# start of EXCERPTED DATA

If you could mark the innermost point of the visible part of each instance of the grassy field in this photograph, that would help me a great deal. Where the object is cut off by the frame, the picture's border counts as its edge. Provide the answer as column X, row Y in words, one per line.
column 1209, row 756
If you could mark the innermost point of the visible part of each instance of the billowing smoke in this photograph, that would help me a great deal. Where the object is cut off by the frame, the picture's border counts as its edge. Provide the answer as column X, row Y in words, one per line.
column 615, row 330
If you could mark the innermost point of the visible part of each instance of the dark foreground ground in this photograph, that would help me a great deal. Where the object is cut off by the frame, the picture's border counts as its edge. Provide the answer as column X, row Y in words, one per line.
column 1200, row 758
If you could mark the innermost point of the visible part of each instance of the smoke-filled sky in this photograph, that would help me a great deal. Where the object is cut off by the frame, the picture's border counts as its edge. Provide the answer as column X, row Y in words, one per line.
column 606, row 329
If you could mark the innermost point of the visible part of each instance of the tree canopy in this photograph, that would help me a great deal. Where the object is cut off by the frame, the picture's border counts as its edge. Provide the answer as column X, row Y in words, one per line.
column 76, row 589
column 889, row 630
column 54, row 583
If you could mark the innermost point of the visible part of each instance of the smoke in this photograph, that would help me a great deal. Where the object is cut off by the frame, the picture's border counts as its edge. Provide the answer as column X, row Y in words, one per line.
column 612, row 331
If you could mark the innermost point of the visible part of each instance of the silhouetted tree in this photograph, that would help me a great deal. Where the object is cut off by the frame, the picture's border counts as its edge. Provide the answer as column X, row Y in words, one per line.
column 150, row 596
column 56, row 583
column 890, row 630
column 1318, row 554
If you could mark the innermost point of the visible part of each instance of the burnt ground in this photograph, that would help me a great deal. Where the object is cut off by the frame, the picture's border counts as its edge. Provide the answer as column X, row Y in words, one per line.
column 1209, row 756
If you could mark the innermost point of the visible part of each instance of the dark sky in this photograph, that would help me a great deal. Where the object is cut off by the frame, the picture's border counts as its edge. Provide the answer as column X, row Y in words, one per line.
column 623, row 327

# end of EXCERPTED DATA

Repeat all of the material above line for line, without changing a word.

If you could mark the innermost point of the visible part of each instance of the grassy field in this photograph, that would help me a great deal. Where the object is cut off by the frame, the picture's border counts as its edge. Provide the answer as column X, row Y in words, one per line.
column 1209, row 756
If you could mark the innermost point of the visible part of each instance of the billowing smoke in this photograph, that would help me a great deal. Where the object is cut off by the frame, the picture's border counts as its edge. Provide the answer as column X, row Y in words, one per line.
column 615, row 330
If you could mark the innermost point of the visible part of each instance of the dark foreground ground in this photograph, that would help me a great deal. Where the object is cut off by the frame, the picture's border counts as its edge. Provide the answer as column X, row Y in words, one per line.
column 1200, row 758
If you could mark the innermost point of the visible part of each instance of the smoke-filled sky in this photograph, that would help me a great deal. Where the object is cut off by the frame, the picture's border counts as its edge. Provide the answer as column X, row Y in words, one per line.
column 606, row 329
If you could mark the innermost point of the visible part of each instance of the tree canopy in this photograph, that would help me a great deal. Where the object is cut off by the frame, the picture's border counts as its edge. Provide the answer as column X, row Y in words, one per line.
column 76, row 589
column 889, row 630
column 54, row 583
If you could mark the innermost point of the visible part of each instance of the smoke in this photograph, that would help me a great deal. Where the object is cut off by the frame, the picture's border counts as its edge. Provide the answer as column X, row Y in words, one per line.
column 612, row 331
If you could mark the innermost point of the visible part of each instance of the silhouetted tree in this photograph, that would help me a great deal. Where the object is cut off by the frame, the picture's border counts as its edge. Provide the answer as column X, row Y in words, one per line.
column 150, row 596
column 56, row 583
column 890, row 630
column 1318, row 554
If you could mark the innermost point of the visible part of each instance of the burnt ground in this photograph, that would help me a great deal. Where the object is cut off by the frame, the picture's border counts as its edge. Provide the answer as column X, row Y in words, one per line.
column 1209, row 756
If you could mark the innermost point of the visible part of each instance of the dark sky in this photograph, that would help me a great deal. Where the object is cut off by the frame, the picture's border counts as its edge. Provide the answer as column X, row Y in words, one per line.
column 623, row 327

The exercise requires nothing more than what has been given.